▸ **EXERCISE TASK**
Count the lines in the records below that contain the string "segment", with case counting, and reply with the number alone.

▸ **MATERIAL FOR THE TASK**
╔══
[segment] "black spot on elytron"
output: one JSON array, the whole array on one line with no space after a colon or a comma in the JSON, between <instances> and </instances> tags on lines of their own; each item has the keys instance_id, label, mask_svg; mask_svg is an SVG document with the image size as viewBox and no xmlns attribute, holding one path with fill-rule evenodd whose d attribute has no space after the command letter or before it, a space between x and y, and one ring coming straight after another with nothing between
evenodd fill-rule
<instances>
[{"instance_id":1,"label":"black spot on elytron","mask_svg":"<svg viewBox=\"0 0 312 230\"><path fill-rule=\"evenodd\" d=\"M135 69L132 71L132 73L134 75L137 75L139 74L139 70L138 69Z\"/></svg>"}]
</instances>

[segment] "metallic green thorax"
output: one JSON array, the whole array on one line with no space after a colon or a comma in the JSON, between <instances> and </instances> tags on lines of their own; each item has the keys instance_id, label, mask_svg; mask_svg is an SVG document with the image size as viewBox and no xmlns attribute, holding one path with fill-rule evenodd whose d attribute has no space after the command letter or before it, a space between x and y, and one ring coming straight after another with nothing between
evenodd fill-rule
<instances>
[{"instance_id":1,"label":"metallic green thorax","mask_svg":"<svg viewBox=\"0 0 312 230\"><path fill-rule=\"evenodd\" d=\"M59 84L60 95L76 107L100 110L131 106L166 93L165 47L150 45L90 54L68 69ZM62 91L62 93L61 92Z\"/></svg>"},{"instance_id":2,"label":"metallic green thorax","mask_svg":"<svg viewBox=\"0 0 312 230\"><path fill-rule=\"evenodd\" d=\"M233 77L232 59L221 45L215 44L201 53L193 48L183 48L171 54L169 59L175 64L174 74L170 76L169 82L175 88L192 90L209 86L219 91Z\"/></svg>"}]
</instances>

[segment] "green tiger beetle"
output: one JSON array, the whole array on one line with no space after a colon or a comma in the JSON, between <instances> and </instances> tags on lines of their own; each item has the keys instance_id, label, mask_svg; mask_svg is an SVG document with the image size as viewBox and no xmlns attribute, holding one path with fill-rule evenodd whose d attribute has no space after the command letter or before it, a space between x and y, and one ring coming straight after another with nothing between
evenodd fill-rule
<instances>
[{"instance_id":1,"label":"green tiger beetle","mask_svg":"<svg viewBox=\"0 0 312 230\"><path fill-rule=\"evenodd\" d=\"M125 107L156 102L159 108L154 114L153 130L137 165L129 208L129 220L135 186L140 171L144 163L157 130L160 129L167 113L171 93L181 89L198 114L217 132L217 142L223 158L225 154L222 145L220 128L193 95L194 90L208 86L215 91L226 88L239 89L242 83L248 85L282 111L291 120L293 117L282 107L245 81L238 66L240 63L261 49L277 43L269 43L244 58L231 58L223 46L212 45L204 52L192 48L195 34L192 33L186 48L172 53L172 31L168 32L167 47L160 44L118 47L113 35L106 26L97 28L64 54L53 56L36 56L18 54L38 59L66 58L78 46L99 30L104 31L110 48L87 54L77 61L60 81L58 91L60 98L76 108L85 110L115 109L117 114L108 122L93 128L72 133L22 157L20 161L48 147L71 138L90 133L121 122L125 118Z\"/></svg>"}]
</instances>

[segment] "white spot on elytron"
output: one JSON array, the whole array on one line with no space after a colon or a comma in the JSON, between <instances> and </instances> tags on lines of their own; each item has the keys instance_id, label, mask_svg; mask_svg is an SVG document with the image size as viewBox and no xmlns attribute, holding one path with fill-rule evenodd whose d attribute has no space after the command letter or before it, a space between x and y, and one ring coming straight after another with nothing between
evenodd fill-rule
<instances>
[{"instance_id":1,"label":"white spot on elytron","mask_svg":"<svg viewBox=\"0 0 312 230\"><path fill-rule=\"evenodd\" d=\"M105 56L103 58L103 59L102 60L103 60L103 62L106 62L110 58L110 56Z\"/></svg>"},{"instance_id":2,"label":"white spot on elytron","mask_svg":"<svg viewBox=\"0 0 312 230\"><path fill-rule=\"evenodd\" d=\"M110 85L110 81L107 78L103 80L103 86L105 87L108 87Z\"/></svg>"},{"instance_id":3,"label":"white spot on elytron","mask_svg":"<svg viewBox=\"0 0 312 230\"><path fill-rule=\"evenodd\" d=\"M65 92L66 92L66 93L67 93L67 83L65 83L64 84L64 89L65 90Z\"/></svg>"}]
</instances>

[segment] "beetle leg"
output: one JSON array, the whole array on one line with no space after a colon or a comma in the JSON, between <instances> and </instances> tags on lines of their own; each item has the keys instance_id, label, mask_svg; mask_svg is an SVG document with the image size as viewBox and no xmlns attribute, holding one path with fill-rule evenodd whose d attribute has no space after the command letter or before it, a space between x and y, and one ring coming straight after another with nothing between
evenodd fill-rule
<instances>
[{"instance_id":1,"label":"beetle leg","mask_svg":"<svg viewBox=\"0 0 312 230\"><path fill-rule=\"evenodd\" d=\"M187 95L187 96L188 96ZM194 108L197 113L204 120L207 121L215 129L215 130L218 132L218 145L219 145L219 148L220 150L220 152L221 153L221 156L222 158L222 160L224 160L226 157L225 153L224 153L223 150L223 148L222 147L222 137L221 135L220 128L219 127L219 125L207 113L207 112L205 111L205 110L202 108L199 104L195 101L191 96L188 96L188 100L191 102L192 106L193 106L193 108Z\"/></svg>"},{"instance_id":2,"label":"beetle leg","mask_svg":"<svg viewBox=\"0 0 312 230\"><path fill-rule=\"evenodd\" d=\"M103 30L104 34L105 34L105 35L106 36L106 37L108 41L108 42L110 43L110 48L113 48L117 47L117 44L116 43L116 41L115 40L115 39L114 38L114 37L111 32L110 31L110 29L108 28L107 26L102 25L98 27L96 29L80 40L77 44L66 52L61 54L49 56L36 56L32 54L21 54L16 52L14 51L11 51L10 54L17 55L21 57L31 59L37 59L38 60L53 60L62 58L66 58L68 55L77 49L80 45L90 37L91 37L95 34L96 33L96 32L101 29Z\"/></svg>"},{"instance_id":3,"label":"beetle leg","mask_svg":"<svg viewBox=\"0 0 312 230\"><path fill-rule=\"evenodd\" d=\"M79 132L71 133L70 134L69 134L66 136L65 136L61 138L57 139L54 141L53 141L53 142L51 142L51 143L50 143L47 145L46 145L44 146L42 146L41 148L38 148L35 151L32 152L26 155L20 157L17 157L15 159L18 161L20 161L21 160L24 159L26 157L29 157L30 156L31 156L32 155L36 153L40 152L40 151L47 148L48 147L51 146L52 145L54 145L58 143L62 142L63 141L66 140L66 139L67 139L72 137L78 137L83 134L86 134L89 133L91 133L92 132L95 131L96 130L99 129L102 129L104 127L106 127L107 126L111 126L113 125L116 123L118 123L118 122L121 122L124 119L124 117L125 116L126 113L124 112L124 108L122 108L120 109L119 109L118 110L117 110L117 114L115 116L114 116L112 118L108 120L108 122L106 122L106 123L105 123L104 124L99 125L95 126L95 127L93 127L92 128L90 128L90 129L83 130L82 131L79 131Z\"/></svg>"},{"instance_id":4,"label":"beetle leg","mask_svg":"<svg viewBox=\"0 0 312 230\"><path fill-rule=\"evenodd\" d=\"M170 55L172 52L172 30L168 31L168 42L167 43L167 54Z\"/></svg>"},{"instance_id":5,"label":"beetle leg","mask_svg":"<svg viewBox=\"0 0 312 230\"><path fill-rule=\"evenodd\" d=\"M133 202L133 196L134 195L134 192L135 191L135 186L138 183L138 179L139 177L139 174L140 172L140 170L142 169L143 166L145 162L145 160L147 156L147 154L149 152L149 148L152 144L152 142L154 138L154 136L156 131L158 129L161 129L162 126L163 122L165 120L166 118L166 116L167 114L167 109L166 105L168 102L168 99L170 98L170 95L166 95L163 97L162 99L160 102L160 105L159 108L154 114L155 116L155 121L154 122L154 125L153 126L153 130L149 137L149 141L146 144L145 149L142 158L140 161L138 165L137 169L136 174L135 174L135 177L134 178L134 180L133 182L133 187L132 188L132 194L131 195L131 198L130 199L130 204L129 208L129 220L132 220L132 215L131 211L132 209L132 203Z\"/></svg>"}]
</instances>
╚══
▸ **RESULT OF THE EXERCISE**
5